Passage du texte:
--------------------------------
Au-delà de ce point, si la notoriété d’une personne démultiplie l’impact de ce genre d’information, et si les réseaux sociaux démultiplient la diffusion vers la presse, c’est cette dernière qui donne une dimension nationale au sujet. C’est cette même notoriété qui permet de régler le problème en 24h, ce qui ne sera pas le cas d’un(e) anonyme qui ne verra jamais son cas réglé aussi vite…. Ce qui est anormal, car la souffrance et les conséquences sont tout autant dramatiques.
« Le fait d’adresser à qui que ce soit une vidéo, des photos, voire des écrits susceptibles de vous nuire est juste inconséquent. »
Les réseaux sociaux participent-ils d’une sorte de voyeurisme envers nos hommes politiques ? Et surtout d’une mise sous protecteur de leurs vies privées ?
Cela a toujours été le cas, et les scandales sexuels ont toujours passionné les foules. Les réseaux sociaux augmentent les points de diffusion, là où auparavant la diffusion de ce genre de news se faisait de manière linéaire. Aujourd’hui, la diffusion se fait de manière exponentielle.
Les réseaux sociaux réduisent notre vie privée comme peau de chagrin. Nos élus sont encore moins à l’abri que l’anonyme, en raison même de l’intérêt qu’ils suscitent. Par ailleurs, ce qui a beaucoup joué contre M. Griveaux, c’est la présence du thème « famille » dans sa campagne politique qui est parfaitement incompatible avec cette vidéo adressée à… quelqu’un d’autre.
Peut-on reprocher à M. Griveaux d’avoir été au pire très naïf, au mieux, peu précautionneux ? Surtout eu égard à ses responsabilités politiques.
--------------------------------
Données fournies:
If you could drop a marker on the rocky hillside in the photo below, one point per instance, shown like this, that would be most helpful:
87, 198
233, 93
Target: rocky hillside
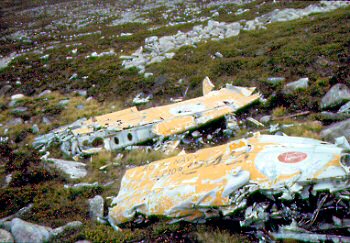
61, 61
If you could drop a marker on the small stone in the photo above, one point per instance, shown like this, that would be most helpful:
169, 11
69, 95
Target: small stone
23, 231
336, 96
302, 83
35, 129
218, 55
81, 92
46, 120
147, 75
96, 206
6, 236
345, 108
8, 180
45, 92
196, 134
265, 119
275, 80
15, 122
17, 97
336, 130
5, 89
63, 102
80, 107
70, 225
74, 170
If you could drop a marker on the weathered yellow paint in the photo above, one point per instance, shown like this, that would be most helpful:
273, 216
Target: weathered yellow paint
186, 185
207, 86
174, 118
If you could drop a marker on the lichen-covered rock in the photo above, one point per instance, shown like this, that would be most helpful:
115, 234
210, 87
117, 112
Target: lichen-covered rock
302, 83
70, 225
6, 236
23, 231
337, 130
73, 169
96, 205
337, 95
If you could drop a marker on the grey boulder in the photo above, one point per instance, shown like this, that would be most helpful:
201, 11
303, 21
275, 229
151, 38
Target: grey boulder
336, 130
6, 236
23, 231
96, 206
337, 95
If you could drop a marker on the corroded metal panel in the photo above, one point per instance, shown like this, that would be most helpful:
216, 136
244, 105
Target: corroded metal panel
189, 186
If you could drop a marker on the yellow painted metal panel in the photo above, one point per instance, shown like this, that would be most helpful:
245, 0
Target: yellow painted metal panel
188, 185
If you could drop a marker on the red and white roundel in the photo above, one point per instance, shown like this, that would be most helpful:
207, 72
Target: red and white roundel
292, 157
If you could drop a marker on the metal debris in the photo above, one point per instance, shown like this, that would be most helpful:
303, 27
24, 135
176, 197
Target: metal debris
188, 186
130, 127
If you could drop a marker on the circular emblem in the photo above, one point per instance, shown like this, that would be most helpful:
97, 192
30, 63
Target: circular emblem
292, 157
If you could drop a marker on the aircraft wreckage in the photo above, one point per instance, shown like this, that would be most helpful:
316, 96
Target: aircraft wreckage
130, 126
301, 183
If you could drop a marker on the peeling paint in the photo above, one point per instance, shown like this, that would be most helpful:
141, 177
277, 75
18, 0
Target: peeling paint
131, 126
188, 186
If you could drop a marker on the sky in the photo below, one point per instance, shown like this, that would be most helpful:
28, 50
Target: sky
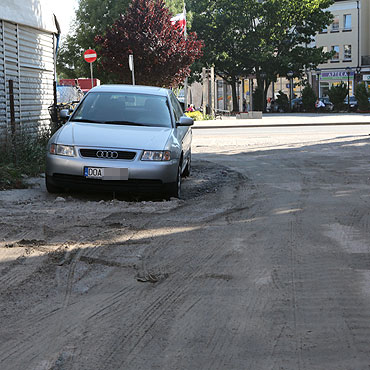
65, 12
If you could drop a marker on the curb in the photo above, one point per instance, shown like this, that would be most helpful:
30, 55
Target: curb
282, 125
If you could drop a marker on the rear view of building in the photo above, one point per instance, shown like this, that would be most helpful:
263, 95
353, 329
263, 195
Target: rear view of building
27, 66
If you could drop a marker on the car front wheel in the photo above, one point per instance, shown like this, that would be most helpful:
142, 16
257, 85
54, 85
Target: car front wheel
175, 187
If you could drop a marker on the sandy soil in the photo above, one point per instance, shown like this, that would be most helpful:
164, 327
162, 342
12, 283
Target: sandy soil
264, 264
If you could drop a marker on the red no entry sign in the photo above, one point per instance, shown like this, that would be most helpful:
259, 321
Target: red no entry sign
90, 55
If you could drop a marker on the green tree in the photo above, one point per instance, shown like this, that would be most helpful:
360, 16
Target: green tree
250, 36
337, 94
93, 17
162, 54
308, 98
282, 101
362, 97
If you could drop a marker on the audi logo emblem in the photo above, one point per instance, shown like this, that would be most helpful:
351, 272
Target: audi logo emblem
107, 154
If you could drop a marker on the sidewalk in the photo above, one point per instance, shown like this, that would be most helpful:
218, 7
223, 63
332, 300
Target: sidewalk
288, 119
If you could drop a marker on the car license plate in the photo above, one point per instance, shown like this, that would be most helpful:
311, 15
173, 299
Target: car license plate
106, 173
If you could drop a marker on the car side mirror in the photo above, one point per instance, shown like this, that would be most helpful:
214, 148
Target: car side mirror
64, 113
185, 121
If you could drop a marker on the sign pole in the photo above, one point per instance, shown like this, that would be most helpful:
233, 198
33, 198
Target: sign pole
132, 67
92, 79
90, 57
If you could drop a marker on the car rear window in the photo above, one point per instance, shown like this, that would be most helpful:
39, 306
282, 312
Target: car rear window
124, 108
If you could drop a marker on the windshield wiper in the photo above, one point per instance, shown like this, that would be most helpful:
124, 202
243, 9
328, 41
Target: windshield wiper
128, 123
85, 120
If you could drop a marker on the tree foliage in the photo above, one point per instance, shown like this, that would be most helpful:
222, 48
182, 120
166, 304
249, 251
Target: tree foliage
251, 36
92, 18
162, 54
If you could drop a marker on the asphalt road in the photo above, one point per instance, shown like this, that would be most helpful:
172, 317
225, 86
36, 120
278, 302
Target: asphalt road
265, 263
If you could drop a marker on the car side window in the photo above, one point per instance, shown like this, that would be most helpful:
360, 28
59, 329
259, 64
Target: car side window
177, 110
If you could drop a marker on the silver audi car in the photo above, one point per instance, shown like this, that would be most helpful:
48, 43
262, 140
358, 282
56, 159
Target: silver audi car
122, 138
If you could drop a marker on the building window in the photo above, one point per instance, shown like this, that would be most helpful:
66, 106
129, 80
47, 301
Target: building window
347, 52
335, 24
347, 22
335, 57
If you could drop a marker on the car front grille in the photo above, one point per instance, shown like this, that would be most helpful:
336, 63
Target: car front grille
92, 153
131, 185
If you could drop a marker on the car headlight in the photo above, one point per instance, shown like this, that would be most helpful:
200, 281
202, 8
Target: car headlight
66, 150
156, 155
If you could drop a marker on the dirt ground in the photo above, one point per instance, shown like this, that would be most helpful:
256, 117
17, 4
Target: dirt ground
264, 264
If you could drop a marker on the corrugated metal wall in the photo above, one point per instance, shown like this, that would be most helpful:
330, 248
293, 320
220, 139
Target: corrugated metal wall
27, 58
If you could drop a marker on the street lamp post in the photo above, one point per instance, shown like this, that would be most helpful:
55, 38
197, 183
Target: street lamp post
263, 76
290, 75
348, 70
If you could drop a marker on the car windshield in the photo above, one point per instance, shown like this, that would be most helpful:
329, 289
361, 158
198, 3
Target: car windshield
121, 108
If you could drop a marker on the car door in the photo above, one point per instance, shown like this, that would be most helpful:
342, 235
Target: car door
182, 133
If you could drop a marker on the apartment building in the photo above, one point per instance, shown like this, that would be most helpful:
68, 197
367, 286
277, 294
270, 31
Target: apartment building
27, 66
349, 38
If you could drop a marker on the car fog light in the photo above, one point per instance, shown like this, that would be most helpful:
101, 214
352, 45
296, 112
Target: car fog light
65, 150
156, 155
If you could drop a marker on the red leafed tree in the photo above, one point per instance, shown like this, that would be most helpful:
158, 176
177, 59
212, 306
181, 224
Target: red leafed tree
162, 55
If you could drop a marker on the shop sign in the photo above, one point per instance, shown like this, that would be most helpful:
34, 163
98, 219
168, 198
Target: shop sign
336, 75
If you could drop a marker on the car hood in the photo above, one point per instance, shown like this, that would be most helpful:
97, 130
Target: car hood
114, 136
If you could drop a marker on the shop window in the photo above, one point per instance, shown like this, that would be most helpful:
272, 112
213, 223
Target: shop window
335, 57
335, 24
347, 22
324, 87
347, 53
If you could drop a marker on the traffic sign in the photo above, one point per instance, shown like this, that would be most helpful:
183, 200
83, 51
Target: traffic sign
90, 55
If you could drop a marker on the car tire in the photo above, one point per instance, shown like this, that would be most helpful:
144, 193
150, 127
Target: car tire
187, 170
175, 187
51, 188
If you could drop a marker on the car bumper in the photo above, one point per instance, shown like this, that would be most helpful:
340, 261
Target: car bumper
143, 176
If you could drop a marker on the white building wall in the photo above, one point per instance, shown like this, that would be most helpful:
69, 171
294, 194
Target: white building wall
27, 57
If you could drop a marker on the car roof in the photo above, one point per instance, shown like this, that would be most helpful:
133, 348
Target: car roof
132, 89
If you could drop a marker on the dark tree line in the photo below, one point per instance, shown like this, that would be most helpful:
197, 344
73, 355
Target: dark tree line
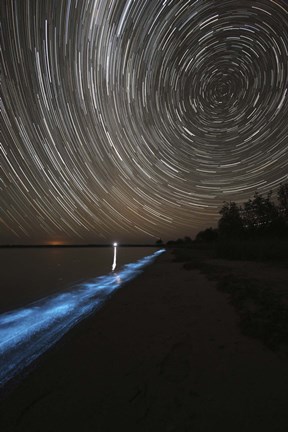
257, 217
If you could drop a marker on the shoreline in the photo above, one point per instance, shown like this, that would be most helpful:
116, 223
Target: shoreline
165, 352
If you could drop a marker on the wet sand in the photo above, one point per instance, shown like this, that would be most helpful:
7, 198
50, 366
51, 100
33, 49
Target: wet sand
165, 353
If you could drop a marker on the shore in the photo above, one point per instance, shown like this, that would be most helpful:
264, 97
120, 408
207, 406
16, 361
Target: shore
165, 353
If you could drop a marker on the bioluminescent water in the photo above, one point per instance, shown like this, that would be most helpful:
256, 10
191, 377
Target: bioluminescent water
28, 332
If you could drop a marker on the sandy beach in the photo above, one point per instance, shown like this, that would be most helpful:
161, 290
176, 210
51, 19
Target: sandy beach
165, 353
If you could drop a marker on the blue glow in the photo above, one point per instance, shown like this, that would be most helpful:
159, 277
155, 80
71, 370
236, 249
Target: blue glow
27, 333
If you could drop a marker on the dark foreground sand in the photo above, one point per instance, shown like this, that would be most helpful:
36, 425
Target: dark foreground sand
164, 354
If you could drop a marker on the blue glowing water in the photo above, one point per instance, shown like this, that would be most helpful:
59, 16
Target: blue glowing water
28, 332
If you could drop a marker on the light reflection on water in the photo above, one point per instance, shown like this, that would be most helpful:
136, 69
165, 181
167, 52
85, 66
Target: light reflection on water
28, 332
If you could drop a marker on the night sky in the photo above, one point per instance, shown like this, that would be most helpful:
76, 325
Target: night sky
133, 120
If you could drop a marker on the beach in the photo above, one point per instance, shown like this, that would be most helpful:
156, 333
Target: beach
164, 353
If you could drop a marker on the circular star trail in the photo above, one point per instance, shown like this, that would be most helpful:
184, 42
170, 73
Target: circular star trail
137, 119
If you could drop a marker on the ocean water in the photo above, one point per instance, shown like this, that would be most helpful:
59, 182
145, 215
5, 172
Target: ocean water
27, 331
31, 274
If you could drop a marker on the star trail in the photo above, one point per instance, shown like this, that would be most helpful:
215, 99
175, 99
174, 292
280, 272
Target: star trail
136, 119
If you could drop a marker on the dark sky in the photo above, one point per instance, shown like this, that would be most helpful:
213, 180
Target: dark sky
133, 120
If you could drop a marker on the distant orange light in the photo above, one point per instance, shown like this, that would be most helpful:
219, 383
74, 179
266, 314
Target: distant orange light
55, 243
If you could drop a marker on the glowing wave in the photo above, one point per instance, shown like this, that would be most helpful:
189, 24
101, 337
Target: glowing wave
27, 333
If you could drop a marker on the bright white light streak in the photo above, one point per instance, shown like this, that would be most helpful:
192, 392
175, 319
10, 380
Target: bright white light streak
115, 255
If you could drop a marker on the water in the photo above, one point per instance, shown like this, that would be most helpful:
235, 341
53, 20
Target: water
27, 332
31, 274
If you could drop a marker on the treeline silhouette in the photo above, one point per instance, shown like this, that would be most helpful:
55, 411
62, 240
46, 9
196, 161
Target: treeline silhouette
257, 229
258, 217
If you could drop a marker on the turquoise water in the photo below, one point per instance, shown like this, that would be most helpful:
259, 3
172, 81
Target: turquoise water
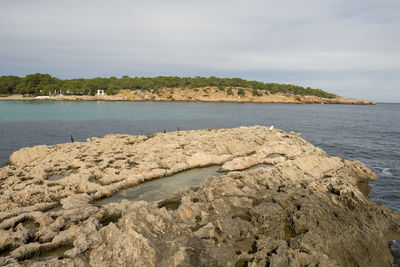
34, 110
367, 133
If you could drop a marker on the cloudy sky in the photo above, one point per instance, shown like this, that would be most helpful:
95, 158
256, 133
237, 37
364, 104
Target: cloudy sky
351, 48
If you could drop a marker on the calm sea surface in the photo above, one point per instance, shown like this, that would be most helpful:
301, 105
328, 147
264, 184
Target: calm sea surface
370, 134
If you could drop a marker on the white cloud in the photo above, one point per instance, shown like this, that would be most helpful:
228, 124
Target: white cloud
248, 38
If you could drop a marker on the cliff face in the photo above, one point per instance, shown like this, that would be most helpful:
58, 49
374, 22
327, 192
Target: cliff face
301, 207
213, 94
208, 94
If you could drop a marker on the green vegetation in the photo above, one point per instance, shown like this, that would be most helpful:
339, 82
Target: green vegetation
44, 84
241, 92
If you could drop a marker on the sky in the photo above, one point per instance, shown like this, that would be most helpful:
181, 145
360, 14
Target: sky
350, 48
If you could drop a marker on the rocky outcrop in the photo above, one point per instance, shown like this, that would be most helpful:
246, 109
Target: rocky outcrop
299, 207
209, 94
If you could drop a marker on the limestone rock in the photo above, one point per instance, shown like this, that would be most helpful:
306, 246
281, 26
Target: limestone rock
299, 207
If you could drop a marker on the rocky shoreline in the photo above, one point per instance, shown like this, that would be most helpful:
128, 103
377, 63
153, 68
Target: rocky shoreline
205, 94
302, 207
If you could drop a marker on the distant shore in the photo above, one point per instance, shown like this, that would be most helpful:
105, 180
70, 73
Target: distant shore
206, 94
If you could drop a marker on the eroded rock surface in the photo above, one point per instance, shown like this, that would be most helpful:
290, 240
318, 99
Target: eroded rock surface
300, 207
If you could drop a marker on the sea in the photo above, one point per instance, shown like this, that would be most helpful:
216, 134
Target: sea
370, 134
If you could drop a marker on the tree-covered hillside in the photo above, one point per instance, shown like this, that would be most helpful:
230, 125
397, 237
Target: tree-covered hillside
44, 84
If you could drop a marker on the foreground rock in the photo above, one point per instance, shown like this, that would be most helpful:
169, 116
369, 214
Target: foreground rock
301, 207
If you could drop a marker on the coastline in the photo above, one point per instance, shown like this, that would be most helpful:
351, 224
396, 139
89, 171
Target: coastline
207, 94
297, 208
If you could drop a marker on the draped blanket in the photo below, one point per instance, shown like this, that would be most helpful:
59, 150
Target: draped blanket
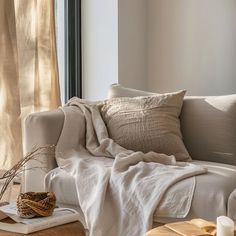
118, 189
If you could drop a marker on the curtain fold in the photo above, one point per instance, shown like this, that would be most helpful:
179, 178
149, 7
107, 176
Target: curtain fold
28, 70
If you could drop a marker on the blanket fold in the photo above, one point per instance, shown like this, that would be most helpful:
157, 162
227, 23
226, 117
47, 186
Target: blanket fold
--------------------------------
Exercice écrit 1: D’après le passage, qu’est-ce qui a beaucoup joué contre M. Griveaux ?
Exercice écrit 2:
Les affirmations suivantes sont-elles conformes au passage ? Répondez à chacune par oui ou par non, en citant les mots du passage qui permettent de trancher.
(a) Les réseaux sociaux réduisent notre vie privée.
(b) Une personne anonyme voit son cas réglé aussi vite qu’une personne connue.
(c) Les scandales sexuels passionnent les foules seulement depuis l’arrivée des réseaux sociaux.
Exercice écrit 3: Recopiez mot pour mot le passage, en commençant à « Les réseaux sociaux participent-ils » et en finissant à « de manière exponentielle. ».

Réponse attendue 1: La présence du thème « famille » dans sa campagne politique, parfaitement incompatible avec la vidéo adressée à quelqu’un d’autre.

Réponse attendue 2:
(a) Oui : « Les réseaux sociaux réduisent notre vie privée comme peau de chagrin. »
(b) Non : « ce qui ne sera pas le cas d’un(e) anonyme qui ne verra jamais son cas réglé aussi vite »
(c) Non : « Cela a toujours été le cas, et les scandales sexuels ont toujours passionné les foules. »

Réponse attendue 3:
Les réseaux sociaux participent-ils d’une sorte de voyeurisme envers nos hommes politiques ? Et surtout d’une mise sous protecteur de leurs vies privées ?
Cela a toujours été le cas, et les scandales sexuels ont toujours passionné les foules. Les réseaux sociaux augmentent les points de diffusion, là où auparavant la diffusion de ce genre de news se faisait de manière linéaire. Aujourd’hui, la diffusion se fait de manière exponentielle.